■ **SOURCE DOCUMENT**:
================

On September 11, 1853, Polly was born in rural northern China, near one of the upper villages.
As a child, Polly had bound feet, which were later unbound. When she was eighteen, there was a prolonged drought, during which her father sold her to bandits for two much-needed bags of seed.

In 1872, Polly was smuggled into the United States and sold as a slave in San Francisco, California, for $2,500. It was common for Chinese men of that time to have multiple wives and concubines, all having some social status and living under the same roof. When a Chinese man moved to North America, he might take a concubine with him or acquire one there, as custom required him to leave his wife in China to take care of his parents. An intermediary took her from San Francisco via Portland, Oregon, to Idaho, where her buyer, a wealthy Chinese man, possibly named Hong King, ran a saloon in a mining camp in Warren, Idaho Territory, now Warren, Idaho. She arrived in Warren on July 8, 1872. Polly was 53 in tall.

How Polly gained her freedom from her Chinese captor is uncertain. According to academic Priscilla Wegars, her Chinese owner helped her gain her freedom. In mid-1880, the census listed her as living with saloon owner and fiddler Charlie Bemis (1848–1922), who befriended her when she first arrived in Warrens, and protected her from unwanted advances. Charlie's "fearless personality, coupled with his skill at shooting, enabled him to maintain order without getting into trouble". During her time in her Chinese owner's saloon, Polly would often call for Charlie if "things got too rough", or she would leave through the saloon's back door and enter through Charlie's, who "never failed her".

================

■ **PROVIDED DATA**:
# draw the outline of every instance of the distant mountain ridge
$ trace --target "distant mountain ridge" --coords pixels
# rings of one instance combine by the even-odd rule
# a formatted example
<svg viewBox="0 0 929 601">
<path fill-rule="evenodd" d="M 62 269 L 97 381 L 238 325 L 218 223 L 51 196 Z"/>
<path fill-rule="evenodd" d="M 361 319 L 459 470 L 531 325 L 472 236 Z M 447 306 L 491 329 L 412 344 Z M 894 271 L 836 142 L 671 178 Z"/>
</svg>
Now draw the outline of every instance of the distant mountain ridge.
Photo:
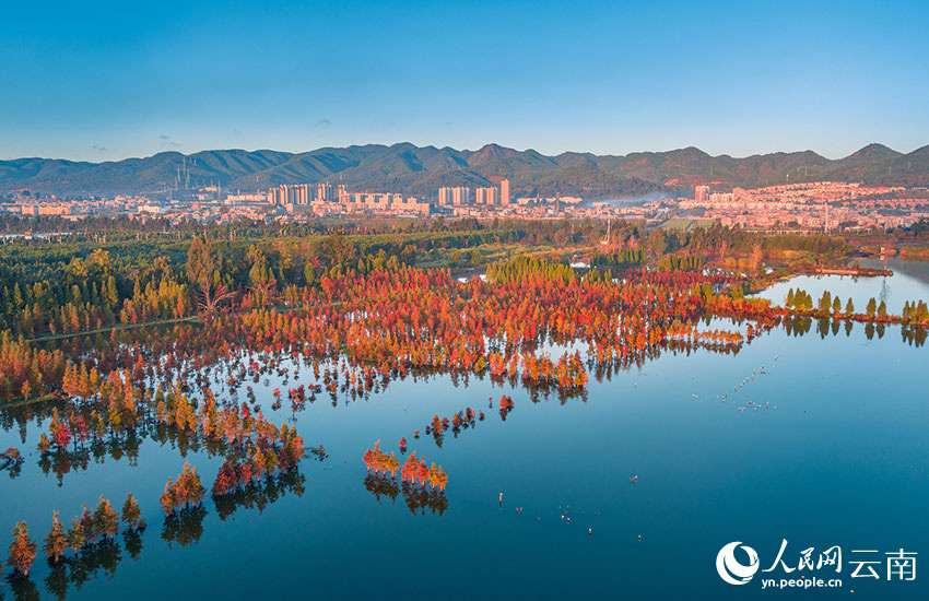
<svg viewBox="0 0 929 601">
<path fill-rule="evenodd" d="M 845 158 L 812 151 L 746 157 L 712 156 L 689 146 L 667 152 L 546 156 L 486 144 L 477 151 L 366 144 L 291 153 L 272 150 L 163 152 L 105 163 L 57 158 L 0 161 L 0 191 L 28 189 L 58 195 L 155 193 L 174 185 L 178 170 L 191 186 L 219 184 L 254 191 L 280 184 L 345 184 L 351 190 L 428 197 L 440 186 L 490 186 L 506 177 L 517 195 L 585 198 L 669 192 L 706 184 L 716 189 L 832 179 L 873 185 L 929 185 L 929 145 L 903 154 L 869 144 Z"/>
</svg>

================

■ **EXERCISE TASKS**:
A – From the account of Polly's early life, quote everything from "In 1872, Polly" down to "53 in tall.".
B – Extend the account of Polly's life, picking up after its final sentence.

■ **ANSWERS TO EACH TASK**:
A –
In 1872, Polly was smuggled into the United States and sold as a slave in San Francisco, California, for $2,500. It was common for Chinese men of that time to have multiple wives and concubines, all having some social status and living under the same roof. When a Chinese man moved to North America, he might take a concubine with him or acquire one there, as custom required him to leave his wife in China to take care of his parents. An intermediary took her from San Francisco via Portland, Oregon, to Idaho, where her buyer, a wealthy Chinese man, possibly named Hong King, ran a saloon in a mining camp in Warren, Idaho Territory, now Warren, Idaho. She arrived in Warren on July 8, 1872. Polly was 53 in tall.

B –
== Career ==
Polly Bemis was not financially dependent on Charlie Bemis. Polly took in laundry from miners and ran a boarding house that Charlie Bemis built for her next to his own, a short distance from his saloon. Charlie was almost killed during a gambling dispute in September 1890, when he was shot in the cheek, and Polly nursed him back to health.
In addition to laundry and nursing skills, Polly was an expert at angler fishing in the Salmon River.

== Personal life ==
On August 13, 1894, Polly married Charlie Bemis, son of a Connecticut Yankee jeweler. They moved from Warren to a site 17 miles north by trail at a spot that came to be called both Bemis Point and Polly Place. Peter Klinkhammer, the couple's friend, reported that this was a marriage of convenience, as Polly needed to establish legal residency in the US and Charlie Bemis needed someone to take care of him. Polly's struggle for legal permanent residency went to the courts in Moscow, Idaho, and her residency was finally granted on August 10, 1896, in Helena, Montana. Together, Charlie and Polly Bemis filed a mining claim, becoming among the first pioneers to settle along the Salmon River (The River of No Return), only several yards from the riverside. Even today this house is not accessible by road. Boats are a common means of access. Although the couple had no children—Polly was 40 when they married—she was noted for her concern for children. They also were known to garden and care for a number of animals, including horses and a cougar. Polly was also noted for her nursing skills, fishing, friendliness, wit, and sense of humor.

Polly saved Charlie's life a second time. In the summer of 1922, a fire gutted their home on the Salmon River, possibly caused by an untended or overheated woodstove. Charlie was inside at the time, and Polly, along with their friend Shepp, rescued him from the burning house. The couple moved across the Salmon River to live with mining partners Peter Klinkhammer and Charlie Shepp, both German, who had been long-time neighbors and friends.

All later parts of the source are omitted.